Output the data below in full, character for character.
>> BEGIN
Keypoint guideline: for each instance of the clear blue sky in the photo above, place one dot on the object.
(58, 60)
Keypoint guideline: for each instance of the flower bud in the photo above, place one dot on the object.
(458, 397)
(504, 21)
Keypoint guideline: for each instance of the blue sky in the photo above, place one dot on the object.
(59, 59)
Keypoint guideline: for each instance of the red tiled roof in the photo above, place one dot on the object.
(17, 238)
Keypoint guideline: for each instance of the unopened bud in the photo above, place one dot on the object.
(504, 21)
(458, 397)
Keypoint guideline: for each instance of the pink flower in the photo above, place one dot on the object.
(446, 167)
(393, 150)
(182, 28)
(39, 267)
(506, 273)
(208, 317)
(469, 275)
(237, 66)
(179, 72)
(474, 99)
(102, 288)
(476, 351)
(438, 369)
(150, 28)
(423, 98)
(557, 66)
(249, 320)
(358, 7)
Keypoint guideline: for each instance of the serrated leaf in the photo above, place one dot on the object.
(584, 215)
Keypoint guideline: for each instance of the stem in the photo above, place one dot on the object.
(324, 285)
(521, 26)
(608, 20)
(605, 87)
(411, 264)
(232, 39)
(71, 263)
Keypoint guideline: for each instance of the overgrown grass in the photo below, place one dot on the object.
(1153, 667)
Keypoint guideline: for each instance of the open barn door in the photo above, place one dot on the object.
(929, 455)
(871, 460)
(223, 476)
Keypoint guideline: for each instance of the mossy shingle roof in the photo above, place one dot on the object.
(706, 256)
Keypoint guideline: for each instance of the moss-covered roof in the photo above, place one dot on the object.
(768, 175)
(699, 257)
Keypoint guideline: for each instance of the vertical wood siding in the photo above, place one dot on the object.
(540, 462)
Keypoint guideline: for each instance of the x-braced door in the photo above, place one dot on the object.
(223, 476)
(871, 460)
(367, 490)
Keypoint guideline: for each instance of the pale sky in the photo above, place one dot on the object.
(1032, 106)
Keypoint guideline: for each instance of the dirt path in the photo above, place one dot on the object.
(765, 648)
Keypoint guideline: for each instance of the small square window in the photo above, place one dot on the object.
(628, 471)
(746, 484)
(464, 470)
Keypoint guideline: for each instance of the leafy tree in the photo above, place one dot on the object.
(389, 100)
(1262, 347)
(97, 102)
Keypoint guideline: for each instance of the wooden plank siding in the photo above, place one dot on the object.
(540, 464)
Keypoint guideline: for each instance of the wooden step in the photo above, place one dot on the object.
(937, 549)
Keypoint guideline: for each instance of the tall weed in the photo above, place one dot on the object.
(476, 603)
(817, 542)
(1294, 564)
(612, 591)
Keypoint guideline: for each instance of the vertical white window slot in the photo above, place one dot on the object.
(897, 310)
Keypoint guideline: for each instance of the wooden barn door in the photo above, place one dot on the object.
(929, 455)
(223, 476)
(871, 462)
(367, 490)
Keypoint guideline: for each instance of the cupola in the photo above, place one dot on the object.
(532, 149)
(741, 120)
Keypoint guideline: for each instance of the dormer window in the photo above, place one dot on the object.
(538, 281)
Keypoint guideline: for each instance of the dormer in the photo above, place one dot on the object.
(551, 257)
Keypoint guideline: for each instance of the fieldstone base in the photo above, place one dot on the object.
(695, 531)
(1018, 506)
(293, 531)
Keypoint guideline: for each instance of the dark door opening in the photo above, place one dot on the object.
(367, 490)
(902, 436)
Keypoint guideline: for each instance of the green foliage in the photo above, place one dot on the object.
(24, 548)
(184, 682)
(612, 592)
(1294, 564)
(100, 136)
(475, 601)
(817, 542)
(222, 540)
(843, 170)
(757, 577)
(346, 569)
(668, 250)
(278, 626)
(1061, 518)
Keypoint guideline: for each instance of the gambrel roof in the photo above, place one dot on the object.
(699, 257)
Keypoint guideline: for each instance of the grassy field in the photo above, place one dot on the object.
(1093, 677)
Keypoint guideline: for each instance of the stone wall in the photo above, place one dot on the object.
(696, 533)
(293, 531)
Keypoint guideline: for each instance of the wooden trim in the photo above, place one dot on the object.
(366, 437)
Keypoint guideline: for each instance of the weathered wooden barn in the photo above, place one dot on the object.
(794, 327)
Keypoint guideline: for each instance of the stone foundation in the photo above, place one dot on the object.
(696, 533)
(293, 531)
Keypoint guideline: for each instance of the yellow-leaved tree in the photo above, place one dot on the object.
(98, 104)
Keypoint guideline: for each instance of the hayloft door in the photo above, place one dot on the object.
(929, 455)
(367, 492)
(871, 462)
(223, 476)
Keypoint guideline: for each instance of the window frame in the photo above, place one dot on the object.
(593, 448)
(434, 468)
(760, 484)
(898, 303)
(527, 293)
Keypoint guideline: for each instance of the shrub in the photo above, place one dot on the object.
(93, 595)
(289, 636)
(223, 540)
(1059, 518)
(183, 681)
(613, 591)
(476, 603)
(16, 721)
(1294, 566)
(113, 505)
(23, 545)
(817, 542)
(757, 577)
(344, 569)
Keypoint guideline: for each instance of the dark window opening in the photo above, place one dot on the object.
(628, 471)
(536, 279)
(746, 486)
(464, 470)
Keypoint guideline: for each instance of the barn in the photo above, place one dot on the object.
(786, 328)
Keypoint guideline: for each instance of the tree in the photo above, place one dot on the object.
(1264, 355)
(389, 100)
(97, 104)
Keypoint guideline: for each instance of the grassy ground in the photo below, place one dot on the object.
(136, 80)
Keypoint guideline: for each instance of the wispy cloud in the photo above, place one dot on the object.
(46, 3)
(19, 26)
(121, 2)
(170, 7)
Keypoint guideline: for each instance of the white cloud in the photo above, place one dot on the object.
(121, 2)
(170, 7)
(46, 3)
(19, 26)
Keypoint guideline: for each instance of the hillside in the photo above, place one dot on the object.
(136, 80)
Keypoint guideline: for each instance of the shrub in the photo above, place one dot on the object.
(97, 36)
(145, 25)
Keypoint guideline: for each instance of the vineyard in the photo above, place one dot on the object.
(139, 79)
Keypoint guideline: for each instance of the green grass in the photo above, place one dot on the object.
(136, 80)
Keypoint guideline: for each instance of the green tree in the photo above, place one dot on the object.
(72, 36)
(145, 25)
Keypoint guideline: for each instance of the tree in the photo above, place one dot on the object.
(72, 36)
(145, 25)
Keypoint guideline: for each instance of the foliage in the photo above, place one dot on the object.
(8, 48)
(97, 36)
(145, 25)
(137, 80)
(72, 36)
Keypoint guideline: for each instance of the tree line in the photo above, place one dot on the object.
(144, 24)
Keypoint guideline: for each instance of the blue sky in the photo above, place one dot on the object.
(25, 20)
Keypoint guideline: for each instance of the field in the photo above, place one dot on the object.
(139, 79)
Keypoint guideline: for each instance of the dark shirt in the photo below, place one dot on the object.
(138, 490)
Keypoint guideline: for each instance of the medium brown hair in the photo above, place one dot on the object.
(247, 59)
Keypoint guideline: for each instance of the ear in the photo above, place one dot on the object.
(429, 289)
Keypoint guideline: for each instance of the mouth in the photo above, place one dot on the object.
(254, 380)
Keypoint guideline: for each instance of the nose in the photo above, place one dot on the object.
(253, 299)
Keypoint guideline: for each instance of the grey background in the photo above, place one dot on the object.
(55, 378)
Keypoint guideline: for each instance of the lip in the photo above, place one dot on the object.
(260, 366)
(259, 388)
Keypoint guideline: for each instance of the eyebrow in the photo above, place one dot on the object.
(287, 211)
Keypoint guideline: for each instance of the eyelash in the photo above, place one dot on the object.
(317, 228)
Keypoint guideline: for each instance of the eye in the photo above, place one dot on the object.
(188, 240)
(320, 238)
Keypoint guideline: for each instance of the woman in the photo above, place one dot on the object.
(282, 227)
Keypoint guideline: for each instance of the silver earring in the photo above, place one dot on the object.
>> END
**FINAL ANSWER:**
Keypoint guideline: for each instance of the clear blue sky in the photo above, place one dot on the object.
(58, 60)
Keypoint guideline: for each instance of the flower bud in the photo above, place one dot on the object.
(458, 397)
(504, 21)
Keypoint guideline: for each instance of the blue sky in the photo above, place one dot on the object.
(59, 59)
Keypoint guideline: for each instance of the red tiled roof in the photo above, place one dot on the object.
(17, 238)
Keypoint guideline: for each instance of the unopened bud in the photo above, place one dot on the object.
(504, 21)
(458, 397)
Keypoint guideline: for each instance of the pink flower in the photo above, place one dot on the object.
(446, 167)
(393, 150)
(182, 28)
(39, 267)
(506, 273)
(208, 317)
(469, 275)
(237, 66)
(179, 72)
(474, 99)
(102, 288)
(476, 351)
(438, 369)
(150, 28)
(423, 98)
(557, 66)
(249, 320)
(358, 7)
Keypoint guideline: for each instance of the serrated leaf in the photo above, place one dot on the object.
(584, 215)
Keypoint guideline: for each instance of the stem in the photo above, place one dot on the object.
(324, 285)
(521, 26)
(608, 20)
(605, 87)
(411, 264)
(232, 39)
(71, 263)
Keypoint guideline: for each instance of the overgrown grass in the photo below, place one dot on the object.
(1153, 667)
Keypoint guideline: for each instance of the open barn door in the photo above, place one dot on the object.
(929, 455)
(871, 460)
(223, 476)
Keypoint guideline: for each instance of the mossy shingle roof in the photo above, place one dot on the object.
(706, 256)
Keypoint guideline: for each instance of the moss-covered roof in the photo above, place one dot on the object.
(768, 175)
(699, 257)
Keypoint guideline: for each instance of the vertical wood siding in the photo above, place one dot on the object.
(540, 462)
Keypoint guideline: for each instance of the x-braced door in the photo above, place one dot on the object.
(223, 476)
(871, 460)
(367, 490)
Keypoint guideline: for each instance of the pale sky in the photo above, place one dot on the object.
(1032, 106)
Keypoint guideline: for each instance of the dirt path in the photo above, place one dot on the object.
(765, 648)
Keypoint guideline: for each instance of the small square window in the photo above, place one dot on the object.
(628, 471)
(746, 484)
(464, 470)
Keypoint guideline: for each instance of the leafy tree in the photo above, place one dot on the object.
(389, 100)
(1262, 347)
(97, 102)
Keypoint guideline: for each instance of the wooden plank siding in the photo above, place one dot on the object.
(540, 464)
Keypoint guideline: for each instance of the wooden step in the photo above, place one dot on the object.
(937, 549)
Keypoint guideline: for each instance of the tall weed in the photo above, place one dot on the object.
(476, 603)
(817, 542)
(1294, 564)
(612, 591)
Keypoint guideline: for each instance of the vertical white window slot in the photo above, place one dot on the object.
(897, 310)
Keypoint guideline: for each instance of the wooden barn door in the photo above, place one dot on the object.
(929, 455)
(223, 476)
(871, 462)
(367, 490)
Keypoint guideline: for each instance of the cupola in the photo above, place one dot on the object.
(532, 149)
(741, 120)
Keypoint guideline: for each instance of the dormer window in the photo above, place one dot on the object.
(538, 281)
Keypoint guideline: for each instance of the dormer in the photo above, place one dot on the object.
(551, 257)
Keypoint guideline: for each instance of the fieldstone base in the photo above, place one dot on the object.
(695, 531)
(1018, 506)
(293, 531)
Keypoint guideline: for each instance of the dark door opening in the photo above, place one dot on the object.
(367, 490)
(902, 436)
Keypoint guideline: for each instance of the green foliage in the photo above, place one dot on the object.
(24, 548)
(184, 682)
(612, 592)
(1294, 564)
(100, 136)
(475, 601)
(817, 542)
(222, 540)
(843, 170)
(757, 577)
(346, 569)
(668, 250)
(278, 626)
(1061, 518)
Keypoint guideline: for each instance of the gambrel roof in the photo above, place one dot on the object.
(699, 257)
Keypoint guideline: for each instance of the grassy field in the photo above, place one dot on the object.
(1093, 677)
Keypoint guideline: for each instance of the stone wall in the photo above, place one dot on the object.
(696, 533)
(293, 531)
Keypoint guideline: for each instance of the wooden trim in the photo above, place one dot on the object.
(366, 437)
Keypoint guideline: for each instance of the weathered wooden barn in the photo above, place one dot on the object.
(794, 327)
Keypoint guideline: for each instance of the stone foundation in the photo above, place one dot on the object.
(696, 533)
(293, 531)
Keypoint guideline: for each instance of the yellow-leaved tree in the photo above, place one dot on the object.
(98, 104)
Keypoint guideline: for each instance of the hayloft door in the photo above, place one dot on the object.
(929, 455)
(367, 492)
(871, 462)
(223, 476)
Keypoint guideline: for each instance of the window frame in the photo above, place one dot on the object.
(593, 448)
(434, 468)
(760, 484)
(898, 303)
(527, 293)
Keypoint guideline: for each instance of the shrub in the photo above, place one dot on the object.
(93, 595)
(289, 636)
(223, 540)
(1059, 518)
(183, 681)
(613, 591)
(476, 603)
(16, 721)
(1294, 566)
(113, 505)
(23, 545)
(817, 542)
(757, 577)
(344, 569)
Keypoint guideline: for each instance of the dark window opening in the photo above, place one dot on the object.
(628, 471)
(536, 279)
(746, 486)
(464, 470)
Keypoint guideline: for each instance of the barn in the photo above, place one dot on the object.
(786, 328)
Keypoint guideline: for each instance of the tree in the photo above, place one dot on the object.
(1264, 355)
(389, 100)
(97, 104)
Keypoint guideline: for each instance of the grassy ground in the photo below, place one dot on the object.
(136, 80)
Keypoint guideline: for each instance of the wispy cloud in the photo above, place one dot on the object.
(46, 3)
(19, 26)
(121, 2)
(170, 7)
Keypoint guideline: for each instance of the white cloud in the photo above, place one dot on the object.
(121, 2)
(170, 7)
(46, 3)
(19, 26)
Keypoint guideline: for each instance of the hillside in the photo above, place one dot on the object.
(136, 80)
Keypoint guideline: for each instance of the shrub in the photo above, place one dot on the object.
(97, 36)
(145, 25)
Keypoint guideline: for each instance of the vineyard in the photo above, place one dot on the object.
(139, 79)
Keypoint guideline: for each instance of the green grass in the photo above, place one dot on the object.
(136, 80)
Keypoint guideline: for each instance of the green tree in the photo above, place one dot on the object.
(72, 36)
(145, 25)
Keypoint guideline: for each instance of the tree in the photo above, place one dot on the object.
(72, 36)
(145, 25)
Keypoint guideline: for each instance of the foliage in the photo above, place one dot on the object.
(8, 48)
(97, 36)
(145, 25)
(137, 80)
(72, 36)
Keypoint guideline: for each instance of the tree line in the photo above, place one dot on the object.
(144, 24)
Keypoint guideline: for each instance of the blue sky in the photo above, place one dot on the object.
(25, 20)
Keypoint guideline: for each instance of the field in the photo above, place one dot on the object.
(139, 79)
Keypoint guideline: for each instance of the dark shirt in the photo below, place one dot on the object.
(138, 490)
Keypoint guideline: for each instance of the medium brown hair in the photo above, place one dot on the object.
(247, 59)
Keypoint guideline: for each instance of the ear in the photo above, place one dot on the object.
(429, 289)
Keypoint guideline: for each instance of the mouth in the photo above, place one dot on the object.
(254, 380)
Keypoint guideline: for each instance of the nose in the photo above, place one dot on the object.
(253, 299)
Keypoint guideline: for each instance of the grey background in the photo above, place one dot on the object.
(55, 378)
Keypoint guideline: for each instance of the lip in the photo above, place one dot on the object.
(260, 366)
(259, 388)
Keypoint guideline: for each instance of the eyebrow in the photo above, place one dot on the object.
(287, 211)
Keypoint guideline: for each instance of the eyelash in the photo above, place one dot on the object.
(317, 228)
Keypoint guideline: for each instance of the eye in the photo above, place one dot on the object.
(188, 240)
(320, 238)
Keypoint guideline: for each instance of the woman in the photo above, place one dot on the object.
(282, 227)
Keypoint guideline: for each instance of the silver earring in the photo above, place one dot on the object.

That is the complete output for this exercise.